- [Aim of the task] Transcribe the entire listing exactly.

- [Extracted material]
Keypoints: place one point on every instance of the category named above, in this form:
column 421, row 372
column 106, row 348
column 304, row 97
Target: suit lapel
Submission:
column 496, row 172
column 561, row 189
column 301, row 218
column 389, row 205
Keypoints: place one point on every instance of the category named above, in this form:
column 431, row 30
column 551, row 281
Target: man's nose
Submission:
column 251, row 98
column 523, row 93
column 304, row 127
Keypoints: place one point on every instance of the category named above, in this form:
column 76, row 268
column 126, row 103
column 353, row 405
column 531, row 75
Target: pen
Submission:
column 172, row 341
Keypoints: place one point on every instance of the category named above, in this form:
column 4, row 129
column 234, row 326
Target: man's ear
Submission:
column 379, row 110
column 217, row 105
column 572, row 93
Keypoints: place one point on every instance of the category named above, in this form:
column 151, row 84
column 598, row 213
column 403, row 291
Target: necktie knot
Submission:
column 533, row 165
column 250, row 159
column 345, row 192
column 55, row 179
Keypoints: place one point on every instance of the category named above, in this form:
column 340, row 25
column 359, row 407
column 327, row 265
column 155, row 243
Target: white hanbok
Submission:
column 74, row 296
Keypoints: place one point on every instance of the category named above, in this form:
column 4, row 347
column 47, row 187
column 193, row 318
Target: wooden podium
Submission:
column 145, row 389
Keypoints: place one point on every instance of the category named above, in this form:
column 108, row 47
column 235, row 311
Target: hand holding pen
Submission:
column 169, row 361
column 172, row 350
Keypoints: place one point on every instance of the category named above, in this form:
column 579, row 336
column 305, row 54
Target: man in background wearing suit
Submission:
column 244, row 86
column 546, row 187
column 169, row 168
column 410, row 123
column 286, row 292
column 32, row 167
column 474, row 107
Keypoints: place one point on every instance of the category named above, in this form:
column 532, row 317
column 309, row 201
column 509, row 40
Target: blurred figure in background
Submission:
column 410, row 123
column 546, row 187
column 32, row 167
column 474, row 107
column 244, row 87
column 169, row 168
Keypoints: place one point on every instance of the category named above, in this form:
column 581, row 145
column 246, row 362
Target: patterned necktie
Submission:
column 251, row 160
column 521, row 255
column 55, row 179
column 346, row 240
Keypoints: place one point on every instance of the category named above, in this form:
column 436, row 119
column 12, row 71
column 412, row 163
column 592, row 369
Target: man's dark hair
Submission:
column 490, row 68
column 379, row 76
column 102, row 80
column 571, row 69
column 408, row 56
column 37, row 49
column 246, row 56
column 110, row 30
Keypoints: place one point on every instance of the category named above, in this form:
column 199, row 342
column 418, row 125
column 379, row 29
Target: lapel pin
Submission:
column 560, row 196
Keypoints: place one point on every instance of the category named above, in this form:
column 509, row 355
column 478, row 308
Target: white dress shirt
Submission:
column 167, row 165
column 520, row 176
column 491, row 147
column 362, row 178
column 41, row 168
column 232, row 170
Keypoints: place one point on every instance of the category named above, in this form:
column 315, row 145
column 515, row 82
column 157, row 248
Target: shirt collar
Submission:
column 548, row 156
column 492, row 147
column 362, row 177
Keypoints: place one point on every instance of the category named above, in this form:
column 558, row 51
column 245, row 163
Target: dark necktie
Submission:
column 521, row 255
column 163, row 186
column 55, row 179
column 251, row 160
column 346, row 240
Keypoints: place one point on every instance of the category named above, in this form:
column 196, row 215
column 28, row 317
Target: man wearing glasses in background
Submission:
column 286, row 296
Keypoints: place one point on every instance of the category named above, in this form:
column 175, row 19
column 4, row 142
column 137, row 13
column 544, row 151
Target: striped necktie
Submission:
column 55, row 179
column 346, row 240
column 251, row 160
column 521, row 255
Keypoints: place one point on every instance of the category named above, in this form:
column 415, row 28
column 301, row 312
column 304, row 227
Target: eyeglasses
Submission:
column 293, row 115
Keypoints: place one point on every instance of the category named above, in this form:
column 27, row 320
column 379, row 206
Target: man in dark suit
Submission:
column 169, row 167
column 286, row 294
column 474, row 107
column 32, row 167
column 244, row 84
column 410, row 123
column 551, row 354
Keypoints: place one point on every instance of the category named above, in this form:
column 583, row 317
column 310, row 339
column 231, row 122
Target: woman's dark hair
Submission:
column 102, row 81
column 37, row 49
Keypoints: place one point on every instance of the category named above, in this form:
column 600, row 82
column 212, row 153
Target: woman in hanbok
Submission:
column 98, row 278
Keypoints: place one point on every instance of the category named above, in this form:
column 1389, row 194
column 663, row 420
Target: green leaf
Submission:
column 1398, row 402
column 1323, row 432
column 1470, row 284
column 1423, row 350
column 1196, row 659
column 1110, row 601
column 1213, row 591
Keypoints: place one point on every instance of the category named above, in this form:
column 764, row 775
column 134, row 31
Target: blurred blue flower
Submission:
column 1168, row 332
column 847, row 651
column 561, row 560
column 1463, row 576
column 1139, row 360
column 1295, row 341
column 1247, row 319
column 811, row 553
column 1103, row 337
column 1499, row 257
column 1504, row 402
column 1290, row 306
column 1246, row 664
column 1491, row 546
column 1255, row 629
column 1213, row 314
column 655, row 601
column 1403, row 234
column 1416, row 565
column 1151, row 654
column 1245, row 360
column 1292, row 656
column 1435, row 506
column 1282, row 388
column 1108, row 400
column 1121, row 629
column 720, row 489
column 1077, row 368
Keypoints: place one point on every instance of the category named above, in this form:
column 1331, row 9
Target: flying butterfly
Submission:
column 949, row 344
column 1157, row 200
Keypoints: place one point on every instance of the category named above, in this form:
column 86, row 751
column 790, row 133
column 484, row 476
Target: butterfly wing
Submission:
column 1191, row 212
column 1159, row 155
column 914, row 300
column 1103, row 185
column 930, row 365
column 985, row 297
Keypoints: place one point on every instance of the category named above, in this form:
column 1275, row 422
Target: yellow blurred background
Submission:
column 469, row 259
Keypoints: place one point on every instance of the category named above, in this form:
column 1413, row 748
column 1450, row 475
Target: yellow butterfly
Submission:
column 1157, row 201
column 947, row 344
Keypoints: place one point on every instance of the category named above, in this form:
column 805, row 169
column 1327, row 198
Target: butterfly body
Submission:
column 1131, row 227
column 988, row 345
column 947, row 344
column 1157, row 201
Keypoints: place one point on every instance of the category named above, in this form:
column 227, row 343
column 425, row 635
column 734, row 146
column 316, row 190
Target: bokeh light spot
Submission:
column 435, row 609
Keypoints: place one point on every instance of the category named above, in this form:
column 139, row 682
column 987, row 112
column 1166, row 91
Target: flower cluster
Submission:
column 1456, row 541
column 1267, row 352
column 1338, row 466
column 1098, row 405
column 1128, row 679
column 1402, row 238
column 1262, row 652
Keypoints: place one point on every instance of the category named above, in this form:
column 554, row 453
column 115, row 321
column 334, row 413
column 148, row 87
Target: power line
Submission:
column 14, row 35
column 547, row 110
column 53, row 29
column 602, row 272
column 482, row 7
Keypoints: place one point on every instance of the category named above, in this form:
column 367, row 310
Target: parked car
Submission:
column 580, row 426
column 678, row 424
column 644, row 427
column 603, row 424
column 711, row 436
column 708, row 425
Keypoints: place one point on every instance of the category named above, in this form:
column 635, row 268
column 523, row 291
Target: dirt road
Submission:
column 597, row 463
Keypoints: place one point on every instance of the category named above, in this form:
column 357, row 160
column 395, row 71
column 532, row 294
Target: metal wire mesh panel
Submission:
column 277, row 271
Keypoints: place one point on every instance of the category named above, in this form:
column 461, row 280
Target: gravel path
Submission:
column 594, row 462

- [Task response]
Keypoints: place one point on every instance of the category named above, in this form:
column 421, row 372
column 106, row 348
column 304, row 97
Target: suit lapel
Submission:
column 496, row 172
column 561, row 189
column 301, row 218
column 389, row 205
Keypoints: place one point on every instance of the category named above, in this form:
column 431, row 30
column 551, row 281
Target: man's nose
Submission:
column 251, row 98
column 523, row 93
column 304, row 127
Keypoints: place one point on every instance of the category named above, in this form:
column 76, row 268
column 126, row 103
column 353, row 405
column 531, row 75
Target: pen
Submission:
column 172, row 341
Keypoints: place one point on every instance of the category named above, in this form:
column 4, row 129
column 234, row 326
Target: man's ear
Submission:
column 379, row 110
column 217, row 105
column 572, row 93
Keypoints: place one point on every instance of the category named above, in this form:
column 151, row 84
column 598, row 213
column 403, row 291
Target: necktie knot
Submission:
column 533, row 165
column 250, row 159
column 345, row 192
column 55, row 179
Keypoints: place one point on every instance of the category named above, in this form:
column 340, row 25
column 359, row 407
column 327, row 265
column 155, row 243
Target: white hanbok
Submission:
column 74, row 296
Keypoints: place one point on every instance of the category named above, in this form:
column 4, row 347
column 47, row 187
column 193, row 318
Target: wooden podium
Submission:
column 145, row 389
Keypoints: place one point on every instance of the category named above, in this form:
column 108, row 47
column 235, row 311
Target: hand holding pen
Submission:
column 169, row 361
column 172, row 350
Keypoints: place one point on every instance of the category named above, in this form:
column 579, row 336
column 305, row 54
Target: man in background wearing suit
Submission:
column 244, row 86
column 546, row 187
column 169, row 168
column 410, row 123
column 286, row 292
column 32, row 167
column 474, row 107
Keypoints: place one point on every instance of the category named above, in this form:
column 532, row 317
column 309, row 201
column 509, row 40
Target: blurred figure in background
Submission:
column 410, row 123
column 546, row 187
column 32, row 167
column 474, row 107
column 244, row 87
column 169, row 168
Keypoints: place one point on every instance of the category named above, in this form:
column 581, row 145
column 246, row 362
Target: patterned necktie
Submission:
column 251, row 160
column 521, row 255
column 55, row 179
column 346, row 240
Keypoints: place one point on every instance of the category named above, in this form:
column 436, row 119
column 12, row 71
column 412, row 163
column 592, row 369
Target: man's dark hair
Submission:
column 490, row 68
column 379, row 76
column 102, row 80
column 571, row 69
column 408, row 56
column 37, row 49
column 246, row 56
column 110, row 30
Keypoints: place one point on every instance of the category named above, in this form:
column 199, row 342
column 418, row 125
column 379, row 29
Target: lapel pin
Submission:
column 560, row 196
Keypoints: place one point on every instance of the category named above, in this form:
column 509, row 355
column 478, row 308
Target: white dress shirt
Submission:
column 167, row 165
column 520, row 176
column 491, row 147
column 362, row 178
column 41, row 168
column 232, row 170
Keypoints: place one point on every instance of the category named above, in this form:
column 315, row 145
column 515, row 82
column 157, row 248
Target: shirt collar
Submission:
column 548, row 156
column 492, row 147
column 362, row 177
Keypoints: place one point on every instance of the category named above, in this form:
column 558, row 51
column 245, row 163
Target: dark necktie
Submission:
column 521, row 255
column 163, row 186
column 55, row 179
column 251, row 160
column 346, row 240
Keypoints: place one point on every instance of the category named above, in this form:
column 196, row 215
column 28, row 317
Target: man wearing glasses in background
Submission:
column 286, row 296
Keypoints: place one point on every instance of the category named above, in this form:
column 175, row 19
column 4, row 142
column 137, row 13
column 544, row 151
Target: striped necktie
Submission:
column 55, row 179
column 346, row 240
column 251, row 160
column 521, row 255
Keypoints: place one point on every instance of the category named above, in this form:
column 415, row 28
column 301, row 312
column 304, row 227
Target: eyeglasses
Submission:
column 293, row 115
Keypoints: place one point on every instance of the category named above, in this form:
column 27, row 320
column 379, row 206
Target: man in dark suit
Submission:
column 169, row 167
column 286, row 294
column 474, row 107
column 32, row 167
column 244, row 84
column 410, row 123
column 551, row 354
Keypoints: place one point on every instance of the category named above, in this form:
column 583, row 317
column 310, row 339
column 231, row 122
Target: woman's dark hair
Submission:
column 102, row 81
column 37, row 49
Keypoints: place one point on every instance of the category named above, in this form:
column 600, row 82
column 212, row 153
Target: woman in hanbok
Submission:
column 98, row 278
Keypoints: place one point on every instance of the category named above, in this form:
column 1389, row 194
column 663, row 420
Target: green leaf
Submission:
column 1398, row 402
column 1323, row 432
column 1470, row 284
column 1423, row 350
column 1196, row 659
column 1110, row 601
column 1213, row 591
Keypoints: place one point on every instance of the category named above, in this form:
column 764, row 775
column 134, row 31
Target: blurred blue flower
Submission:
column 1168, row 332
column 847, row 651
column 561, row 560
column 1463, row 576
column 1139, row 360
column 1295, row 341
column 1247, row 319
column 811, row 553
column 1103, row 337
column 1499, row 257
column 1504, row 402
column 1290, row 306
column 1246, row 664
column 1491, row 546
column 1255, row 629
column 1213, row 314
column 655, row 601
column 1403, row 234
column 1416, row 565
column 1151, row 654
column 1245, row 360
column 1292, row 656
column 1435, row 506
column 1282, row 388
column 1108, row 400
column 1121, row 629
column 720, row 489
column 1077, row 368
Keypoints: place one point on every instance of the category named above, in this form:
column 1331, row 9
Target: flying butterfly
Submission:
column 949, row 344
column 1157, row 200
Keypoints: place one point on every instance of the category named above, in this form:
column 86, row 751
column 790, row 133
column 484, row 476
Target: butterfly wing
Submission:
column 1191, row 212
column 1159, row 155
column 914, row 300
column 1103, row 185
column 930, row 365
column 985, row 297
Keypoints: place one point on every instance of the category named above, in this form:
column 1275, row 422
Target: yellow blurred background
Submission:
column 469, row 259
Keypoints: place one point on every instance of the category named above, in this form:
column 1413, row 748
column 1450, row 475
Target: yellow butterfly
Submission:
column 1157, row 201
column 947, row 344
Keypoints: place one point on every instance of the category named above, in this form:
column 805, row 169
column 1327, row 198
Target: butterfly body
Submission:
column 1131, row 227
column 988, row 345
column 947, row 344
column 1157, row 201
Keypoints: place one point on every instance of the category named above, in this form:
column 227, row 343
column 425, row 635
column 734, row 146
column 316, row 190
Target: bokeh light spot
Submission:
column 435, row 609
Keypoints: place one point on every instance of the category named above, in this form:
column 139, row 682
column 987, row 112
column 1166, row 91
Target: flower cluster
Submission:
column 1456, row 541
column 1267, row 352
column 1338, row 466
column 1098, row 405
column 1128, row 679
column 1402, row 238
column 1262, row 652
Keypoints: place one point on every instance of the category named above, in this form:
column 554, row 453
column 115, row 321
column 334, row 413
column 148, row 87
Target: power line
Submission:
column 14, row 35
column 547, row 110
column 53, row 29
column 602, row 272
column 482, row 7
Keypoints: place one point on every instance of the category named above, in this form:
column 367, row 310
Target: parked car
Submission:
column 580, row 426
column 678, row 424
column 644, row 427
column 603, row 424
column 711, row 436
column 708, row 425
Keypoints: place one point on every instance of the category named above, in this form:
column 635, row 268
column 523, row 291
Target: dirt road
Submission:
column 597, row 463
Keypoints: place one point on every instance of the category named above, in this form:
column 357, row 160
column 395, row 71
column 532, row 294
Target: metal wire mesh panel
Submission:
column 277, row 271
Keypoints: place one point on every instance of the category named above, in this form:
column 461, row 280
Target: gravel path
Submission:
column 594, row 462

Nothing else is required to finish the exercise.